PROBLEM DESCRIPTION: Can you output every line of the entries below as a Markdown table with two columns, "Row" for the row number and "Line" for the line itself, skipping blank lines? Leave the pictures out.
───── SOURCE MATERIAL
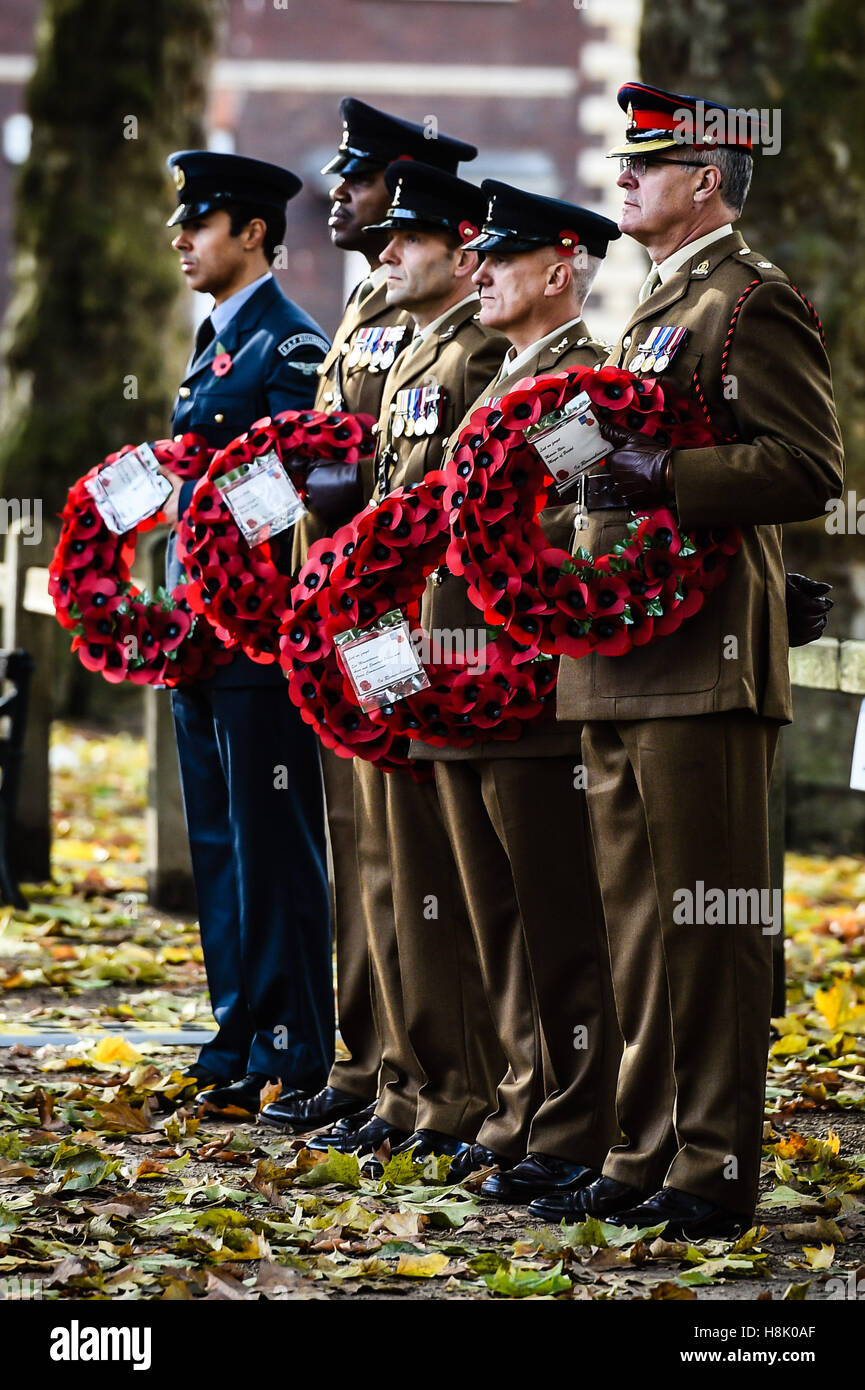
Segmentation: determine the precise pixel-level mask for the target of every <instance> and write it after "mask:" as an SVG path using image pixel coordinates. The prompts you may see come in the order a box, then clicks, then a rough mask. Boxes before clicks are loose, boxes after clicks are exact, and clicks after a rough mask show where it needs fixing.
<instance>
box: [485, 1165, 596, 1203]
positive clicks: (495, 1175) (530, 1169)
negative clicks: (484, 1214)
mask: <svg viewBox="0 0 865 1390" xmlns="http://www.w3.org/2000/svg"><path fill="white" fill-rule="evenodd" d="M598 1176H599V1173H598V1169H597V1168H587V1166H585V1163H572V1162H569V1159H566V1158H553V1155H552V1154H528V1156H527V1158H524V1159H522V1162H519V1163H516V1165H515V1166H513V1168H510V1169H509V1170H508V1172H506V1173H501V1172H499V1173H491V1175H490V1177H488V1179H487V1180H485V1183H481V1193H483V1194H484V1197H495V1198H496V1200H498V1201H501V1202H530V1201H533V1200H534V1198H535V1197H545V1195H547V1193H559V1191H572V1190H576V1188H577V1187H585V1186H588V1183H591V1181H592V1180H594V1179H595V1177H598Z"/></svg>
──────────
TASK ANSWER:
| Row | Line |
|---|---|
| 1 | Segmentation: determine the precise pixel-level mask for the target of every <instance> and write it after "mask:" as an SVG path using image pixel coordinates. The prompts you may see come in the order a box, then clicks, then a rough mask. Boxes before clicks are loose, boxes after clicks are exact, and clicks after a rough mask show where it needs fixing. |
| 2 | <instance> |
| 3 | box: [485, 1165, 596, 1203] |
| 4 | positive clicks: (495, 1175) (530, 1169) |
| 5 | negative clicks: (484, 1214) |
| 6 | mask: <svg viewBox="0 0 865 1390" xmlns="http://www.w3.org/2000/svg"><path fill="white" fill-rule="evenodd" d="M598 1176H599V1173H598V1169H597V1168H587V1166H585V1163H572V1162H569V1159H566V1158H553V1155H552V1154H528V1156H527V1158H524V1159H522V1162H519V1163H516V1165H515V1166H513V1168H510V1169H509V1170H508V1172H506V1173H501V1172H499V1173H491V1175H490V1177H488V1179H487V1180H485V1183H481V1193H483V1194H484V1197H495V1198H496V1200H498V1201H501V1202H530V1201H533V1200H534V1198H535V1197H545V1195H547V1193H559V1191H572V1190H576V1188H577V1187H585V1186H588V1183H591V1181H592V1180H594V1179H595V1177H598Z"/></svg> |